Given records Start Marker
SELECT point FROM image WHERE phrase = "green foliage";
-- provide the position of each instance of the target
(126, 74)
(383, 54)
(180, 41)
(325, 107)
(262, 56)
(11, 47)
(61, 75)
Given records End Marker
Every line must be copied exactly as it stands above.

* Solution for this exercise
SELECT point FROM image WHERE phrase = "green foliage";
-- provide the position of each instance of the target
(126, 74)
(383, 54)
(180, 41)
(325, 107)
(262, 56)
(11, 47)
(61, 75)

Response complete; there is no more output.